Work task
Take the listing below and print exactly the lines starting at the line containing "box brown boot" and ending at the line containing "box person wearing beanie", both ends included, and no others.
════════════════════
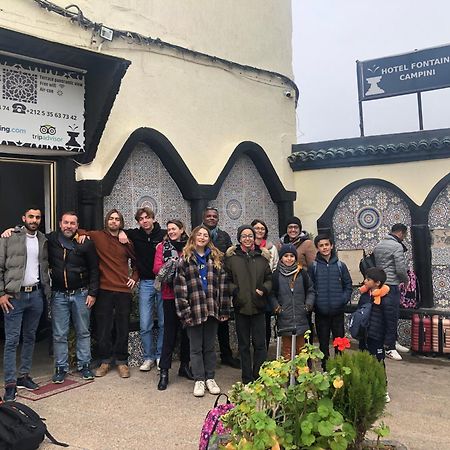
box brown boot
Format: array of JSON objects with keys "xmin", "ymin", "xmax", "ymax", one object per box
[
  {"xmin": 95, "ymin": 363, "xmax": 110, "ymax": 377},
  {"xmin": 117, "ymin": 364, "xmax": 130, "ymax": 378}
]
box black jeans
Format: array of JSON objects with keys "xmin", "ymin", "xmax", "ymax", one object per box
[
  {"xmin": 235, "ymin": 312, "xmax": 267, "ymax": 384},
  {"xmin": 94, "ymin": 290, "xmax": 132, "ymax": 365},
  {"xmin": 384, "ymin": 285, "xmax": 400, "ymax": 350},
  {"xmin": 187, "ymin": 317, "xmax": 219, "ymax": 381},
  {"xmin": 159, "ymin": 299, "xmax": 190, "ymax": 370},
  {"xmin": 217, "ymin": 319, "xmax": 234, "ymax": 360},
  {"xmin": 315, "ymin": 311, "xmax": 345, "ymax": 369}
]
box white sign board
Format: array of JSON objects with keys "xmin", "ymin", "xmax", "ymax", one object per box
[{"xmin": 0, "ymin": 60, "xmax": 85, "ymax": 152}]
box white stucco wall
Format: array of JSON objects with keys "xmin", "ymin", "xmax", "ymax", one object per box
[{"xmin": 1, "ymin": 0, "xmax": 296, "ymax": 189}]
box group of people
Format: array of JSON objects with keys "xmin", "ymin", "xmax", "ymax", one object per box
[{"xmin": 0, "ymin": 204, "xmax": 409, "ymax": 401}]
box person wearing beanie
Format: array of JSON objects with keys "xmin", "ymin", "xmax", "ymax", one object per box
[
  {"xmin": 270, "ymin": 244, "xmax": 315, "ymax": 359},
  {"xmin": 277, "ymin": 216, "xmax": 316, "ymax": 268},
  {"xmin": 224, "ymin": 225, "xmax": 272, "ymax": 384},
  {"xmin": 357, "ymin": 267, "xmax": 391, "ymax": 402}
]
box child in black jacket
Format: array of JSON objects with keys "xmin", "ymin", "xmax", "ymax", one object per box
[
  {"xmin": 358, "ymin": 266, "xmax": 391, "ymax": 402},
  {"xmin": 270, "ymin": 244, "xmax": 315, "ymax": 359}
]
════════════════════
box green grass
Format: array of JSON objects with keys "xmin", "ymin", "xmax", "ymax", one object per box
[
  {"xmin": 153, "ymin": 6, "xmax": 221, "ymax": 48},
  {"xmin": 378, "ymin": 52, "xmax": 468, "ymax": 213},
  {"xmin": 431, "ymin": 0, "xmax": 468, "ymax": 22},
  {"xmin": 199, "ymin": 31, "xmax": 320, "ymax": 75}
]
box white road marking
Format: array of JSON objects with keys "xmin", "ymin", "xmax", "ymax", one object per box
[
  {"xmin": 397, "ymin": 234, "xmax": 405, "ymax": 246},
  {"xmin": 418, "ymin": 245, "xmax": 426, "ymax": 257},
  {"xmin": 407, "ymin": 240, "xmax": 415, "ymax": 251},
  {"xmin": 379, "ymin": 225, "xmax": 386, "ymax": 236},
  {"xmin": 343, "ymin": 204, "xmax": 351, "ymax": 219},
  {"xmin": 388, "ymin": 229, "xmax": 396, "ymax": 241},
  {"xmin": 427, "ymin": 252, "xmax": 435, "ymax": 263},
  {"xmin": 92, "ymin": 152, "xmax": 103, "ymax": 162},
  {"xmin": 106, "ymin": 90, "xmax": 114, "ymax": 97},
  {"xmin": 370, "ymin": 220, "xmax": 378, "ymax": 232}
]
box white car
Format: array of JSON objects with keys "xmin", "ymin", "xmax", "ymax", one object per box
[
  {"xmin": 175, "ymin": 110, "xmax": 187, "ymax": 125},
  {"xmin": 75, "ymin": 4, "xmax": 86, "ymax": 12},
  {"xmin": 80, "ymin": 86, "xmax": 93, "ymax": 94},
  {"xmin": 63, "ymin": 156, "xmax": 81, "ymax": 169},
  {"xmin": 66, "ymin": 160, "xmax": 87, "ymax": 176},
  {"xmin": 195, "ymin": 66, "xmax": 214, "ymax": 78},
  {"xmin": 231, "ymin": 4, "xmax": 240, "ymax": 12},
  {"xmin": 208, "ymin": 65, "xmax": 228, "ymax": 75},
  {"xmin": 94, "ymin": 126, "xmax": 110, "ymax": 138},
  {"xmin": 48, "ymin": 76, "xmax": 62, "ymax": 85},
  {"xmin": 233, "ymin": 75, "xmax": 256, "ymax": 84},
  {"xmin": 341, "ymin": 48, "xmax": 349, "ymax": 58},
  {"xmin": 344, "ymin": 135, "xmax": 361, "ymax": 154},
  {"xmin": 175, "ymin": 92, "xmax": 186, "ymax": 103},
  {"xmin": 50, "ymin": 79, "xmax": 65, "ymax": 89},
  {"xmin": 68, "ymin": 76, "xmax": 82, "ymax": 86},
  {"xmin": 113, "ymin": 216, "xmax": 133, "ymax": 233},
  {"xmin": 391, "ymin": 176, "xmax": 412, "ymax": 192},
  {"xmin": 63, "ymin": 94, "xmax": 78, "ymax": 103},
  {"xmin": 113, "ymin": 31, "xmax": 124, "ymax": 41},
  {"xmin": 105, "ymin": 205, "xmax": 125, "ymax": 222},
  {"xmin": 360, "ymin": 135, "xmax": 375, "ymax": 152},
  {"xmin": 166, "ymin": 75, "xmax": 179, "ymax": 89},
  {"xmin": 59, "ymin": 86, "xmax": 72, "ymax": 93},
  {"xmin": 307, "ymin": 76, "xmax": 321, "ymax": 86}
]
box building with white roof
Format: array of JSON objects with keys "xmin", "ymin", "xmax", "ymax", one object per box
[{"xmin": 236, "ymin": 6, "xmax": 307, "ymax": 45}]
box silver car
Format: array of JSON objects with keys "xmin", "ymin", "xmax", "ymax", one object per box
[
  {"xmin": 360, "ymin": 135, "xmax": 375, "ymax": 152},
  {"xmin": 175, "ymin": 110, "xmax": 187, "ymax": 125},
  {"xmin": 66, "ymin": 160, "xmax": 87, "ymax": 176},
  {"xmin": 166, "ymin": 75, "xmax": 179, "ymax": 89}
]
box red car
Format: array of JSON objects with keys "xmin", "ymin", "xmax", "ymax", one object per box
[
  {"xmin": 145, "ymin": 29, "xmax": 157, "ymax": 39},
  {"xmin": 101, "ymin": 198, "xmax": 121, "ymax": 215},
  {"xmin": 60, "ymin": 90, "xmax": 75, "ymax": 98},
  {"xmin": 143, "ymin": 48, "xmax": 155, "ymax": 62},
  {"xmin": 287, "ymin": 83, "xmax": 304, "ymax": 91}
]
════════════════════
Result of the exercise
box brown boot
Format: array of JSON objects with keys "xmin", "ymin", "xmax", "ymax", one object per box
[
  {"xmin": 95, "ymin": 363, "xmax": 110, "ymax": 377},
  {"xmin": 117, "ymin": 364, "xmax": 130, "ymax": 378}
]
box black jeans
Format: array of JSON objects with keys "xmin", "ymin", "xmax", "ymax", one object per box
[
  {"xmin": 235, "ymin": 312, "xmax": 267, "ymax": 384},
  {"xmin": 94, "ymin": 290, "xmax": 132, "ymax": 365},
  {"xmin": 384, "ymin": 285, "xmax": 400, "ymax": 350},
  {"xmin": 187, "ymin": 317, "xmax": 219, "ymax": 381},
  {"xmin": 159, "ymin": 299, "xmax": 190, "ymax": 370},
  {"xmin": 217, "ymin": 319, "xmax": 234, "ymax": 360},
  {"xmin": 315, "ymin": 311, "xmax": 345, "ymax": 369}
]
box white sign board
Format: array of JSON objects with keys "xmin", "ymin", "xmax", "ymax", one object per box
[{"xmin": 0, "ymin": 60, "xmax": 85, "ymax": 152}]
box white stucco wall
Format: array of JSON objects with keys "xmin", "ymin", "xmax", "ymax", one object per box
[{"xmin": 1, "ymin": 0, "xmax": 296, "ymax": 189}]
box group of people
Format: array of JSON objects with keys "xmin", "ymin", "xmax", "ymax", one object per box
[{"xmin": 0, "ymin": 204, "xmax": 409, "ymax": 401}]
box person wearing beanie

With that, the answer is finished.